EXERCISE DESCRIPTION =
Please output the entries below exactly as they are.

DATA SHOWN =
━━━━

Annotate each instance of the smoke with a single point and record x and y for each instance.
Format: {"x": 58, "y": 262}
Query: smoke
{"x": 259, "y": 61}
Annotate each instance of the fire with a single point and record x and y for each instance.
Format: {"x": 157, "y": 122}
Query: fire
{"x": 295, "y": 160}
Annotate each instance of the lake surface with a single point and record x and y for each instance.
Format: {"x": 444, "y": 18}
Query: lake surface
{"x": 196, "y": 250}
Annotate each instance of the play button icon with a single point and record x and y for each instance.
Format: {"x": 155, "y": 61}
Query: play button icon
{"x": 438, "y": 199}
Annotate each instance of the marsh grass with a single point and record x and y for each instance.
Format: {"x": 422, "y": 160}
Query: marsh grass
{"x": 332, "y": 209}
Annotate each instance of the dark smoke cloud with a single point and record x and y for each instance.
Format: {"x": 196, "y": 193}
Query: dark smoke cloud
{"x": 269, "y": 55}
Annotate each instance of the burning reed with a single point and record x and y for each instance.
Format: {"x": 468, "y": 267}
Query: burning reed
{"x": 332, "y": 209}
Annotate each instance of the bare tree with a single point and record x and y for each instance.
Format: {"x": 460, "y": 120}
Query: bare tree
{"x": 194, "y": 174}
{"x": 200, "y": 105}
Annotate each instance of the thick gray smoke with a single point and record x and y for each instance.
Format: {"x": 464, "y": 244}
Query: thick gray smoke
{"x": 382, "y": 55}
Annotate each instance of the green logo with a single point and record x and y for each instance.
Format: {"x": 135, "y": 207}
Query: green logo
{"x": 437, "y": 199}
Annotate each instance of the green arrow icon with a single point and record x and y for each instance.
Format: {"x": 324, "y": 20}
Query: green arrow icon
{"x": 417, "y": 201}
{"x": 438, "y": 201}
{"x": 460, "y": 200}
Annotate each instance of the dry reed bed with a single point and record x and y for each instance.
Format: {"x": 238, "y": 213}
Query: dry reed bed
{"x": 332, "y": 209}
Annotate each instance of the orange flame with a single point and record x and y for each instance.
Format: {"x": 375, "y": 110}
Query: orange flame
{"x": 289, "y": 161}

━━━━

ANSWER FOR THE TASK =
Annotate each instance of the smoke with a single point and record x and y for each instance.
Format: {"x": 58, "y": 262}
Query: smoke
{"x": 259, "y": 61}
Annotate each instance of the fire with a single point and record x and y for each instance.
Format: {"x": 157, "y": 122}
Query: fire
{"x": 295, "y": 160}
Annotate each instance of the lake surface with a single point and record x and y for each instance.
Format: {"x": 444, "y": 18}
Query: lake surface
{"x": 196, "y": 250}
Annotate each instance of the play button icon with a single point and record x and y for each instance.
Format: {"x": 155, "y": 61}
Query: play button icon
{"x": 438, "y": 199}
Annotate each instance of the marsh grass with a single point and record x and y for each instance.
Format: {"x": 422, "y": 160}
Query: marsh grass
{"x": 332, "y": 209}
Annotate each instance of the dark smoke cloud with a single point and record x and y for each instance.
Format: {"x": 196, "y": 193}
Query: dark smoke cloud
{"x": 269, "y": 55}
Annotate each instance of the burning reed with a single point and record x and y for each instance.
Format: {"x": 468, "y": 267}
Query: burning reed
{"x": 332, "y": 209}
Annotate each instance of the bare tree with a single point and record x and y for each instance.
Format: {"x": 460, "y": 120}
Query: bare tree
{"x": 194, "y": 174}
{"x": 200, "y": 105}
Annotate each instance of the thick gray smoke with a single point and record x and y for each instance.
Format: {"x": 464, "y": 244}
Query: thick gray smoke
{"x": 382, "y": 55}
Annotate each instance of the green logo with a single point and record x and y for each instance.
Format: {"x": 135, "y": 207}
Query: green logo
{"x": 437, "y": 199}
Annotate each instance of the green arrow icon with a single point and record x and y for each instance.
Format: {"x": 324, "y": 20}
Query: green arrow icon
{"x": 417, "y": 201}
{"x": 438, "y": 201}
{"x": 460, "y": 200}
Annotate each instance of the dry reed bed with a single point and record x and y for each instance.
Format: {"x": 238, "y": 213}
Query: dry reed bed
{"x": 332, "y": 209}
Annotate each instance of the orange flame with a single point and record x and y for each instance.
Format: {"x": 375, "y": 110}
Query: orange flame
{"x": 289, "y": 161}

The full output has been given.